A la pérdida relativa del peso económico y político de Europa se unen los factores internos que aflojan su cohesión cultural. Por un lado, la debilitación demográfica de Europa ha favorecido el crecimiento de una población musulmana muy segura de los valores de su cultura, que en gran parte no coinciden con los europeos, y ello ha dado lugar a una integración débil o nula. Por otro lado, la ruina económica y social de África (¿quién se atreve a dudar de que esta hipótesis sea disparatada?) representaría un riesgo inminente de un desplazamiento masivo de población a Europa.

Las medidas restrictivas de la inmigración ilegal no están respondiendo al problema. No se despide más que a una fracción de los ilegales. La opinión de que la crisis económica en Europa disuadirá la inmigración ilegal, sobre todo del África subsahariana, es una ilusión. Lo vemos en las calles españolas. Los subsaharianos vienen porque, aun viéndose reducidos por falta de empleo a vender La Farola, CDs copiados, o simplemente ayudando a aparcar coches, van tirando con las ayudas sociales que cubren a la población marginada, y con todo les sale mejor partido que la falta de futuro en sus países o ser víctimas de la guerra civil de su país. Hay, además, políticas activas que de manera no intencionada estimulan la inmigración ilegal: menores y madres embarazadas, que pronto pasan a engrosar las listas de la asistencia pública. África,un continente con muchas esperanzas y pocos motivos para tenerla, puede acabar un día arrojando sobre Europa una armada de pateras con millones de inmigrantes.

A medida que los vectores de las fuerzas europeas vayan adquiriendo otra geometría y ponderación, se transformará también, a la baja, el peso de la que ha sido hasta ahora su clave de seguridad, la Alianza Atlántica. Si Iraq fue para la OTAN, como alguien ha dicho, «una experiencia casi mortal», podemos temer que Afganistán sea, casi, la puntilla. Una alianza no puede salir incólume cuando la mitad o más de sus miembros evitan correr los riesgos que otros corren, con efectos que desaniman las opiniones públicas de los que llevan la carga. La estrategia adoptada por la Alianza para su intervención en Afganistán (somos una fuerza en misión de la ONU que se mantiene dentro de los límites jurídicos del mandato) tiene, como se está viendo en la realidad de la guerra, escaso significado estratégico. La OTAN como tal no la ha asumido.Quizás es todo lo que la OTAN puede hacer, al menos su parte europea (apoyo a la estabilidad internacional), pero desde luego esto que hace no es muy relevante para lo que pasa. Este ente tampoco posee la sustancialidad de lo que dice ser.

[Instrucciones]
(a) Según el fragmento, ¿qué ha favorecido la debilitación demográfica de Europa?
(b) Reescribe la parte del fragmento que abre con las palabras que contienen "A la pérdida" y cierra con "población a Europa.", poniendo "unidad cultural" en lugar de "cohesión cultural".

[Datos proporcionados]

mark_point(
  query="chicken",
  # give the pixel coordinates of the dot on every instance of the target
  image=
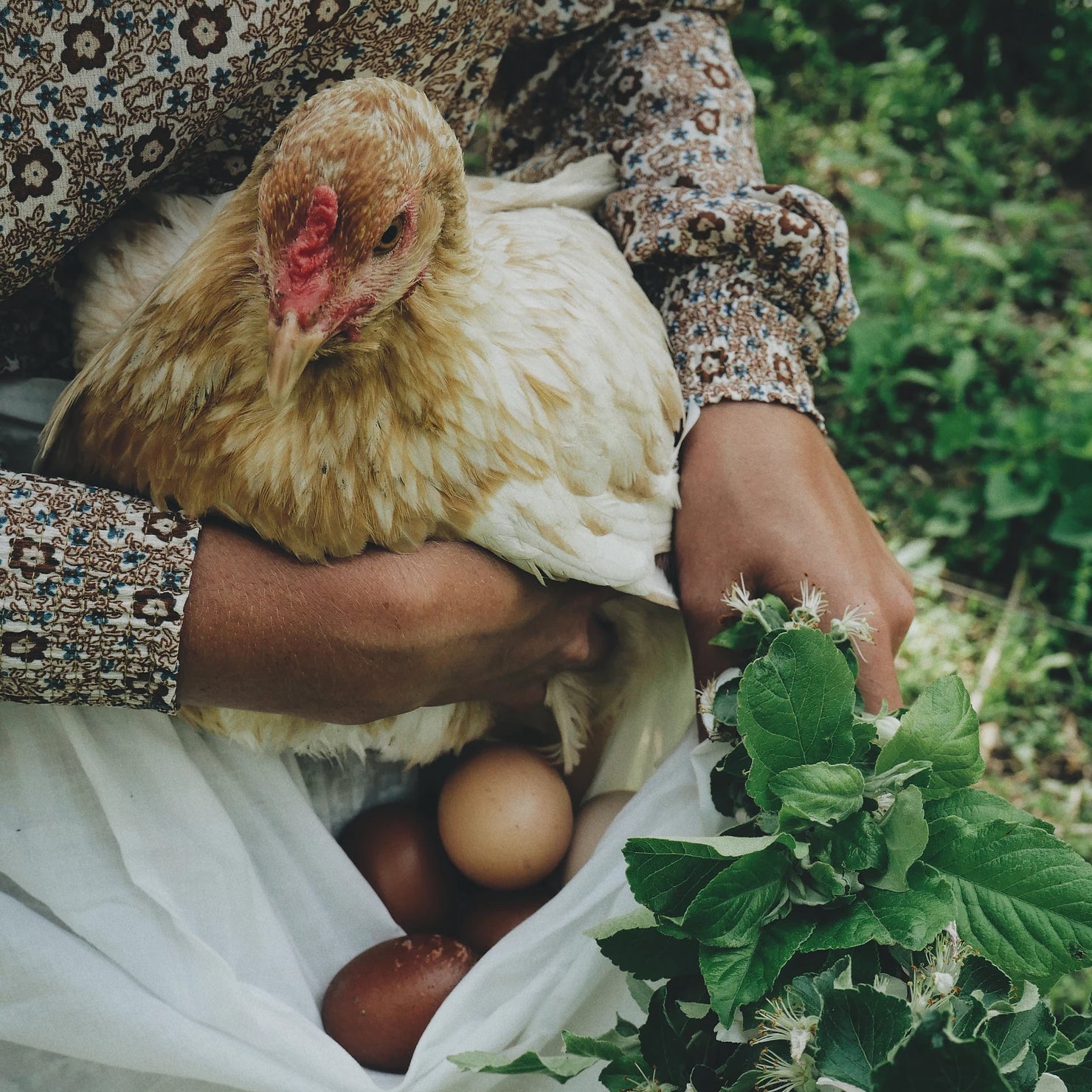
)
(353, 352)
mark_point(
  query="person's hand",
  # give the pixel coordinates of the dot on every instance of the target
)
(764, 497)
(377, 635)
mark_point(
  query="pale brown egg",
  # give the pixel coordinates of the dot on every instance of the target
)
(489, 915)
(591, 825)
(379, 1003)
(505, 818)
(398, 851)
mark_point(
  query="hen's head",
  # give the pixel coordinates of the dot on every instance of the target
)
(363, 182)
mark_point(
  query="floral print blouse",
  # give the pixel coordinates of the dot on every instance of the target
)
(98, 100)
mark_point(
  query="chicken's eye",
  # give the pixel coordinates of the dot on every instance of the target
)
(389, 239)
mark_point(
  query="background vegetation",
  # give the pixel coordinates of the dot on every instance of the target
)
(957, 138)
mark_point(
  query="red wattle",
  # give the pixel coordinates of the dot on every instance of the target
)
(303, 280)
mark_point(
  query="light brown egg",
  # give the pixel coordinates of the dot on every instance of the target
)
(379, 1003)
(591, 825)
(398, 851)
(505, 818)
(489, 915)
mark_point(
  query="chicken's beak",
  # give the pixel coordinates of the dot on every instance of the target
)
(291, 348)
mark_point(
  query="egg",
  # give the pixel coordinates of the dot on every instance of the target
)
(591, 825)
(489, 915)
(505, 818)
(396, 849)
(379, 1003)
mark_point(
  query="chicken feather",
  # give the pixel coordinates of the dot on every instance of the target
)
(520, 395)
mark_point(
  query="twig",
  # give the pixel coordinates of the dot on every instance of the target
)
(994, 653)
(966, 593)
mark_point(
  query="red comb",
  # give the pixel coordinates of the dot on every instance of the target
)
(311, 250)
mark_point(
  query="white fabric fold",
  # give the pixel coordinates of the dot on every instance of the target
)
(172, 910)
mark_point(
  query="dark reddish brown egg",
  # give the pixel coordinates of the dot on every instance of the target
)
(398, 851)
(379, 1003)
(489, 915)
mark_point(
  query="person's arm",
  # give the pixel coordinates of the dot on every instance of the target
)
(753, 282)
(105, 601)
(377, 635)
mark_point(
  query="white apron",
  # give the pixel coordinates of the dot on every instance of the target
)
(173, 907)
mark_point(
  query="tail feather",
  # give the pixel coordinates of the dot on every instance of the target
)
(582, 184)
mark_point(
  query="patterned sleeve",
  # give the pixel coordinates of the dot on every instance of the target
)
(92, 590)
(751, 279)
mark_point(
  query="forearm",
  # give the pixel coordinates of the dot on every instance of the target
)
(268, 632)
(377, 635)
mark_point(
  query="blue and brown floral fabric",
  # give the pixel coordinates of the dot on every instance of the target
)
(98, 100)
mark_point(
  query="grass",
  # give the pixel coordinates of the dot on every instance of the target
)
(956, 143)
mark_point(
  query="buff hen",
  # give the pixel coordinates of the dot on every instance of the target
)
(359, 348)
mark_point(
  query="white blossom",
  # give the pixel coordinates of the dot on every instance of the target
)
(884, 723)
(939, 978)
(812, 605)
(708, 693)
(787, 1023)
(739, 598)
(853, 626)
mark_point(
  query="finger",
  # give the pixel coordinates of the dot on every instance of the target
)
(877, 680)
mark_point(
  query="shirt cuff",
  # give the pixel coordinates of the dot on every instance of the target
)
(93, 586)
(730, 343)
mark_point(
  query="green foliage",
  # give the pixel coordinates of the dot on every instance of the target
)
(832, 934)
(958, 142)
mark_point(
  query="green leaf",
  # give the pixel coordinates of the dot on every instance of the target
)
(907, 834)
(561, 1067)
(669, 1037)
(859, 1030)
(817, 884)
(982, 980)
(1014, 1035)
(933, 1060)
(1023, 899)
(915, 773)
(968, 1014)
(725, 705)
(911, 919)
(651, 955)
(821, 792)
(942, 728)
(726, 782)
(736, 976)
(730, 908)
(796, 707)
(625, 1075)
(609, 1048)
(666, 875)
(855, 843)
(978, 807)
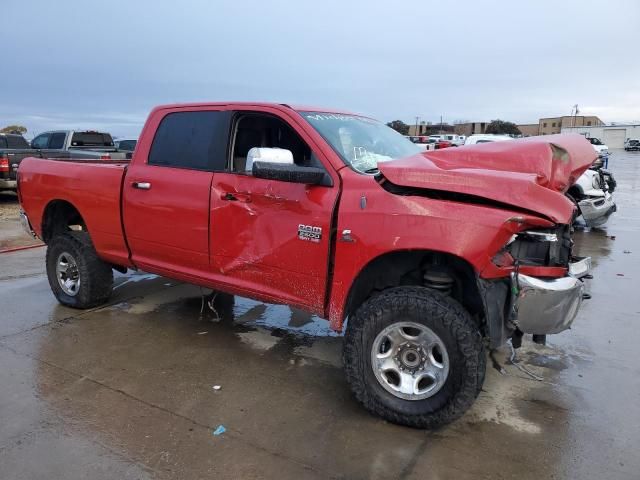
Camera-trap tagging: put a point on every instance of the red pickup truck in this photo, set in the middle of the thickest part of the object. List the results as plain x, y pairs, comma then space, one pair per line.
429, 257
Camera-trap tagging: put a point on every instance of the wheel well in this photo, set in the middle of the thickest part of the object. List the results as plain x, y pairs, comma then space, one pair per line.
60, 216
441, 271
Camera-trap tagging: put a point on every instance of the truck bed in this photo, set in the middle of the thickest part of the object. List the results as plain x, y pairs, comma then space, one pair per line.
93, 186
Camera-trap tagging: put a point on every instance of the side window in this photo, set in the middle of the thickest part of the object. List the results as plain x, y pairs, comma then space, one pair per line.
194, 140
41, 141
57, 140
260, 130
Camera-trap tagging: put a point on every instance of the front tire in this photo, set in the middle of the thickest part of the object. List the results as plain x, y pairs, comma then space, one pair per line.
77, 276
403, 336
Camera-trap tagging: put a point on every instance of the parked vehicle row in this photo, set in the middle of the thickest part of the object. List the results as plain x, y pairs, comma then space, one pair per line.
632, 145
431, 256
60, 144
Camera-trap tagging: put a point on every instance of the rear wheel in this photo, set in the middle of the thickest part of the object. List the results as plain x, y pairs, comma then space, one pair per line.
77, 276
414, 356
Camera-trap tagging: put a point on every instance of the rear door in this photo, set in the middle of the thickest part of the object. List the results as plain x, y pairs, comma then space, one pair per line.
167, 186
272, 238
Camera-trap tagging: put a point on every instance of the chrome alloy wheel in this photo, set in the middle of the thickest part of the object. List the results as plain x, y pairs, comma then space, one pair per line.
67, 274
410, 361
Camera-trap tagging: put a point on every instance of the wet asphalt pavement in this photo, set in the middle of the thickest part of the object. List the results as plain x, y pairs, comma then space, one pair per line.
126, 391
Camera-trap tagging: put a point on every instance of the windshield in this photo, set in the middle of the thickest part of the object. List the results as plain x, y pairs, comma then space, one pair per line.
362, 143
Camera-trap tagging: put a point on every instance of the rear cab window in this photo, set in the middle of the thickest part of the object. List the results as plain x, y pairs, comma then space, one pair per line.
91, 139
195, 140
15, 141
41, 141
57, 140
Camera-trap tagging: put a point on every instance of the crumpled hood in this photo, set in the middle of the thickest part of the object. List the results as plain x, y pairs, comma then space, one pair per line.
530, 173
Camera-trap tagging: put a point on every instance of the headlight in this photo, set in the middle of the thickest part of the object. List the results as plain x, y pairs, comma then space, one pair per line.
541, 247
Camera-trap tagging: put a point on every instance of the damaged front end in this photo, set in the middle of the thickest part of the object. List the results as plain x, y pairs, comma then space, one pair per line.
539, 302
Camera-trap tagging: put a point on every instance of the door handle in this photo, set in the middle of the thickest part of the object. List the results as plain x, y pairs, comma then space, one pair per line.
236, 197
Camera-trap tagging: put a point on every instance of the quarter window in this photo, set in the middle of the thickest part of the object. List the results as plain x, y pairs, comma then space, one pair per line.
193, 140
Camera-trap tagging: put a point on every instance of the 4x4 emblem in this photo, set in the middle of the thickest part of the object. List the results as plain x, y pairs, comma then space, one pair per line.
309, 233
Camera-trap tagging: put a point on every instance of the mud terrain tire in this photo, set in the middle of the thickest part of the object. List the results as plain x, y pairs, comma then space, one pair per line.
94, 277
450, 322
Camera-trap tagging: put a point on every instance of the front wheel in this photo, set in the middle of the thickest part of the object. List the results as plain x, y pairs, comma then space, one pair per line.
414, 357
77, 276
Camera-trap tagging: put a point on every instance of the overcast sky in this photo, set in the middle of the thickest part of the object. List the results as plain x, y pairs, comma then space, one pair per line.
70, 64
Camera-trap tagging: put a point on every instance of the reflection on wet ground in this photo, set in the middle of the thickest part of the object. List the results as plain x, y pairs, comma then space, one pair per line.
126, 390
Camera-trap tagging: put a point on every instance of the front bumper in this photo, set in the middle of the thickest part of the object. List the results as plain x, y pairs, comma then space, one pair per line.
546, 306
6, 184
597, 210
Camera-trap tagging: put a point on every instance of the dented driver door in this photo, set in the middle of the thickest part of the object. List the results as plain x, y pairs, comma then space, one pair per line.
272, 238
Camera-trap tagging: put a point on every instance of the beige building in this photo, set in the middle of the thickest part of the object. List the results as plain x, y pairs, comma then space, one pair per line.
429, 129
529, 129
470, 128
551, 125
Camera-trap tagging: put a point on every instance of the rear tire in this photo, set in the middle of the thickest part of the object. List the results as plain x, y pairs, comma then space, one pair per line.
447, 325
77, 276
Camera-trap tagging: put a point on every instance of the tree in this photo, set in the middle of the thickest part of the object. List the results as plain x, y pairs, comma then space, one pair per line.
502, 127
14, 129
399, 126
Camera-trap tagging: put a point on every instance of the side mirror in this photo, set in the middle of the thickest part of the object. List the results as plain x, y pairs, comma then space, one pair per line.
277, 164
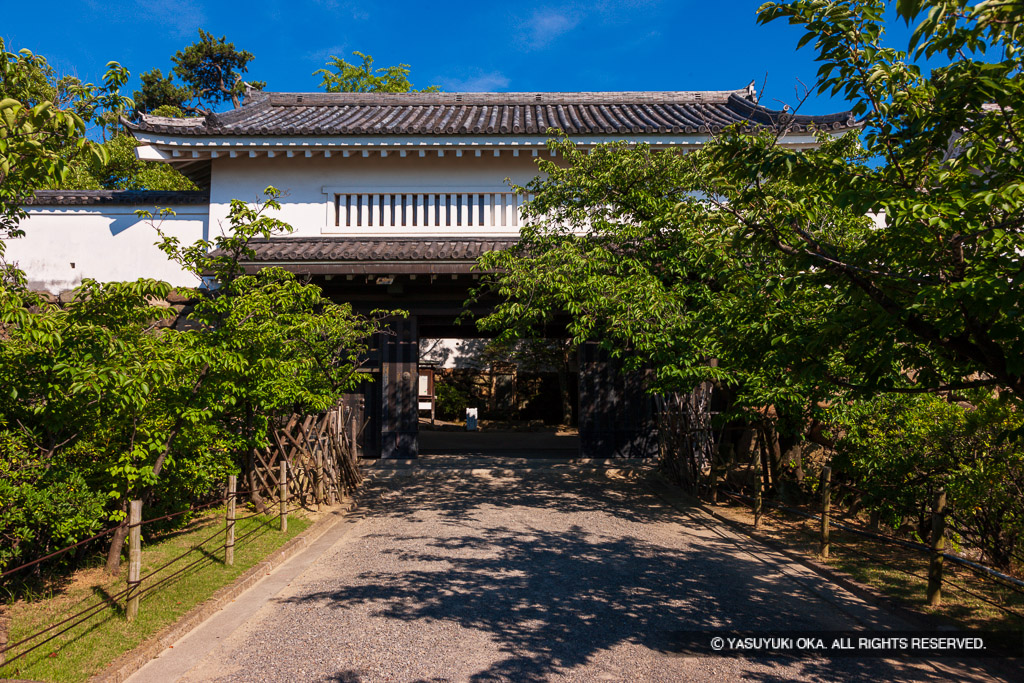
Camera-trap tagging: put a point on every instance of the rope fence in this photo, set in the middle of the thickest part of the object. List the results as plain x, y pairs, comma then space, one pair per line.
139, 586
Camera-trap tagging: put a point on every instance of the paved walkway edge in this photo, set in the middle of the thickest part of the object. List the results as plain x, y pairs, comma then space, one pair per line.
682, 502
130, 662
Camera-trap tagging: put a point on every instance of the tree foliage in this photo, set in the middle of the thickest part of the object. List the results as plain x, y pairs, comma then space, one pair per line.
761, 256
341, 76
210, 74
42, 127
900, 450
123, 170
107, 398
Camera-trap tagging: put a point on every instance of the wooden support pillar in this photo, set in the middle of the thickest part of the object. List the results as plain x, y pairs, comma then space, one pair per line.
284, 496
399, 390
229, 520
134, 557
938, 547
758, 485
825, 487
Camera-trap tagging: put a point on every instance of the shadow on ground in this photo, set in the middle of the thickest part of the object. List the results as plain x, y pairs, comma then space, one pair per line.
555, 600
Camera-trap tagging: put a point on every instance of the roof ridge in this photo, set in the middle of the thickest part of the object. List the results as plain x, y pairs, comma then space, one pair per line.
519, 97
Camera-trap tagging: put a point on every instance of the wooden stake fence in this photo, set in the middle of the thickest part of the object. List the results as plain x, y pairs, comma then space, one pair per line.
322, 457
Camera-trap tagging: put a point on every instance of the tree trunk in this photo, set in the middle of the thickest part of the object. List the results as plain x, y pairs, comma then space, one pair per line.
563, 388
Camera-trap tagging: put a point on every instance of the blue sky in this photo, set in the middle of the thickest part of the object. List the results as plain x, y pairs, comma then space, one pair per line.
600, 45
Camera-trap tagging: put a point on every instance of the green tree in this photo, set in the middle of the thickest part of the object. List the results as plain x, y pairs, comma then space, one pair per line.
210, 72
340, 76
932, 298
42, 126
123, 170
768, 248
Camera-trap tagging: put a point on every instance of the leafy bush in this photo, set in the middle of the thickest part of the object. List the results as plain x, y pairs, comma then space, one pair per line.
901, 450
105, 402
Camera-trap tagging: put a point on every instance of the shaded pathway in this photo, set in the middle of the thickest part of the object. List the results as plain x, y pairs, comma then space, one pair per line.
539, 577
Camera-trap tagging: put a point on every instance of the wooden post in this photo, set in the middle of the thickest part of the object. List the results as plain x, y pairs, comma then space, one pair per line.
318, 459
134, 557
938, 545
714, 485
229, 520
4, 632
284, 496
825, 486
757, 489
353, 434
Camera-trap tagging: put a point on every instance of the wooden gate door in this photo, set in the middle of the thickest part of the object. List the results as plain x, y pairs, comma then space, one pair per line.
616, 415
399, 354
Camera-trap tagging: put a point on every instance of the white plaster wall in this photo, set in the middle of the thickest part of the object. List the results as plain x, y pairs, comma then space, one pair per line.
62, 245
310, 211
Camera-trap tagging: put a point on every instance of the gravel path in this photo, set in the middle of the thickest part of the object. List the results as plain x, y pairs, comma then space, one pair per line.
559, 577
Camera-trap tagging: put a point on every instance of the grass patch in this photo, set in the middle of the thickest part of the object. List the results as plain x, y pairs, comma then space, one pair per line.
88, 647
899, 572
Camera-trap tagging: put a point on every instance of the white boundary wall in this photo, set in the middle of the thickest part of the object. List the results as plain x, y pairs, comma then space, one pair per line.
65, 244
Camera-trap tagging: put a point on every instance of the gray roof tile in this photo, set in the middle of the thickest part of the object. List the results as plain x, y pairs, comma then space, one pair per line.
489, 114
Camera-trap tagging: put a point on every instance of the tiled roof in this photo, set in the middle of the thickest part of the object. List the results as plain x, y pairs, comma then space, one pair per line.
374, 255
491, 114
118, 197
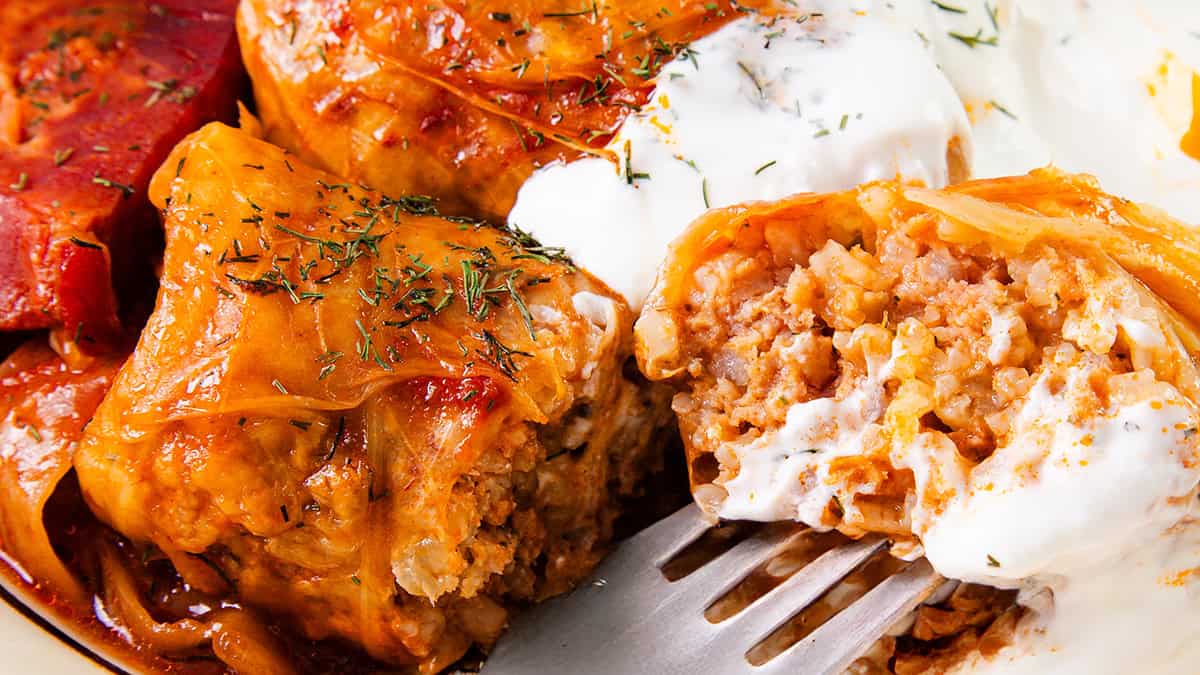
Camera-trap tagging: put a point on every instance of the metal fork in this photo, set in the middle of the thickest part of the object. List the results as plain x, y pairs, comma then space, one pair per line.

[Ejercicio resuelto]
(a) El crecimiento de una población musulmana muy segura de los valores de su cultura.

(b)
A la pérdida relativa del peso económico y político de Europa se unen los factores internos que aflojan su unidad cultural. Por un lado, la debilitación demográfica de Europa ha favorecido el crecimiento de una población musulmana muy segura de los valores de su cultura, que en gran parte no coinciden con los europeos, y ello ha dado lugar a una integración débil o nula. Por otro lado, la ruina económica y social de África (¿quién se atreve a dudar de que esta hipótesis sea disparatada?) representaría un riesgo inminente de un desplazamiento masivo de población a Europa.